Reproduce all of the material word for word.

Excerpts of bounding box data:
-=-=-=-=-
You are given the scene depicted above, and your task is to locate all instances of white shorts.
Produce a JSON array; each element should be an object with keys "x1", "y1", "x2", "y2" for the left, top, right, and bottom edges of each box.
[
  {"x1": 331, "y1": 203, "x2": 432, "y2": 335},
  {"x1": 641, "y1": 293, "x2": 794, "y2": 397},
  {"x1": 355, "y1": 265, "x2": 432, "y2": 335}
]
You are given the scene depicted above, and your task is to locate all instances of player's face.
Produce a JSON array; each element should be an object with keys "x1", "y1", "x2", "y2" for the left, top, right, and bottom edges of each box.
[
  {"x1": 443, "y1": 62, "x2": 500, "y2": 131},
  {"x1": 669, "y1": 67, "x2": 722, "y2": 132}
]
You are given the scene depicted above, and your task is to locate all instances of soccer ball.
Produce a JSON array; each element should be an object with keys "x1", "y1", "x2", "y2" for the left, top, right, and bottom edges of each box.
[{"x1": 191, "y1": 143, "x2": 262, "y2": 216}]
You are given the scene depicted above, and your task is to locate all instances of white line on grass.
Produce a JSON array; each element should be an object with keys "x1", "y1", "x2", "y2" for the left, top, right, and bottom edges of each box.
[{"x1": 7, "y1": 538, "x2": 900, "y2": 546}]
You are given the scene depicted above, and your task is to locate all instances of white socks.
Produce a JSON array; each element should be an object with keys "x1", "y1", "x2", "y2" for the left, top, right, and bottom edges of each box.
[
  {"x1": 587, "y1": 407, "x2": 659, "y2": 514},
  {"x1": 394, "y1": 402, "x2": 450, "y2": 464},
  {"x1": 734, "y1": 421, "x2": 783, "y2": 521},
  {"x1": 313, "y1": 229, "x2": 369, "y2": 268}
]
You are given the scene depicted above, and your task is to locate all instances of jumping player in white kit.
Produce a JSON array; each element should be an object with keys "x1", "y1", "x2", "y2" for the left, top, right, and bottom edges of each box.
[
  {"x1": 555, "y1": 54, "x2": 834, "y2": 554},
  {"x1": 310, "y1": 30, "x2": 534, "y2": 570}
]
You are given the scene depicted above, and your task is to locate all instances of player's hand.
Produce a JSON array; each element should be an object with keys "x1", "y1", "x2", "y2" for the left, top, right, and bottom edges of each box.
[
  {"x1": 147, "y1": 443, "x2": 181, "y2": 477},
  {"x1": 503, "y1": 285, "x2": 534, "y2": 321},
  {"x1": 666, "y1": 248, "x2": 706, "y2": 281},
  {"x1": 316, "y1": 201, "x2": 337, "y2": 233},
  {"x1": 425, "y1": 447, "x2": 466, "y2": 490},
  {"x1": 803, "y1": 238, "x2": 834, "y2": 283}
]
-=-=-=-=-
## In response
You are given the scene depicted above, and your task is to locate all instances of white shorts.
Produce a JSON array; each element should be an object with keys "x1", "y1", "x2", "y2" for the left, top, right, and bottom edges of each box.
[
  {"x1": 331, "y1": 203, "x2": 432, "y2": 335},
  {"x1": 641, "y1": 293, "x2": 794, "y2": 397},
  {"x1": 355, "y1": 265, "x2": 432, "y2": 335}
]
You are given the scene depicted above, and your task is to locate all instances of player's face.
Produce a JSON array; each element should be an object with keys "x1", "y1", "x2", "y2" for the left, top, right, and bottom edges of each box.
[
  {"x1": 443, "y1": 62, "x2": 500, "y2": 131},
  {"x1": 669, "y1": 67, "x2": 722, "y2": 132}
]
You are given the scene depicted above, and your task is to locate all instances of soccer ball.
Produce a JSON array; each element should be an object with keys "x1", "y1", "x2", "y2" for the left, top, right, and bottom edges of each box.
[{"x1": 191, "y1": 143, "x2": 262, "y2": 216}]
You are given the scene depicted above, and your task is to locate all instances of white line on grass.
Produce a JSON array; each element should be an object with keys "x1", "y1", "x2", "y2" for the left, top, right, and bottom edges of each box.
[{"x1": 7, "y1": 538, "x2": 900, "y2": 546}]
You are given the scene depicted above, and your task is to locate all instances of white socks.
Produce a JSON array; each element should be an object with keys "x1", "y1", "x2", "y2" for the left, top, right, and bottom edges of each box.
[
  {"x1": 587, "y1": 407, "x2": 659, "y2": 514},
  {"x1": 394, "y1": 402, "x2": 450, "y2": 464},
  {"x1": 734, "y1": 421, "x2": 783, "y2": 521},
  {"x1": 313, "y1": 229, "x2": 369, "y2": 268}
]
You are given the scene depicted above, and your task is to locate all instances of jumping player in white kit.
Produce a JSON array; each element should be an object with keys "x1", "y1", "x2", "y2" for the left, top, right, and bottom edges of each box.
[
  {"x1": 555, "y1": 54, "x2": 834, "y2": 554},
  {"x1": 310, "y1": 30, "x2": 534, "y2": 570}
]
You are given the scene depicted above, and your task is to locate all instances of player's hand.
Produce a JSON array; each element should be an object with keys "x1", "y1", "x2", "y2" for the left, top, right, and bottom edges of each box.
[
  {"x1": 147, "y1": 443, "x2": 181, "y2": 477},
  {"x1": 503, "y1": 285, "x2": 534, "y2": 321},
  {"x1": 666, "y1": 248, "x2": 706, "y2": 281},
  {"x1": 316, "y1": 201, "x2": 337, "y2": 233},
  {"x1": 425, "y1": 447, "x2": 466, "y2": 490},
  {"x1": 803, "y1": 238, "x2": 834, "y2": 283}
]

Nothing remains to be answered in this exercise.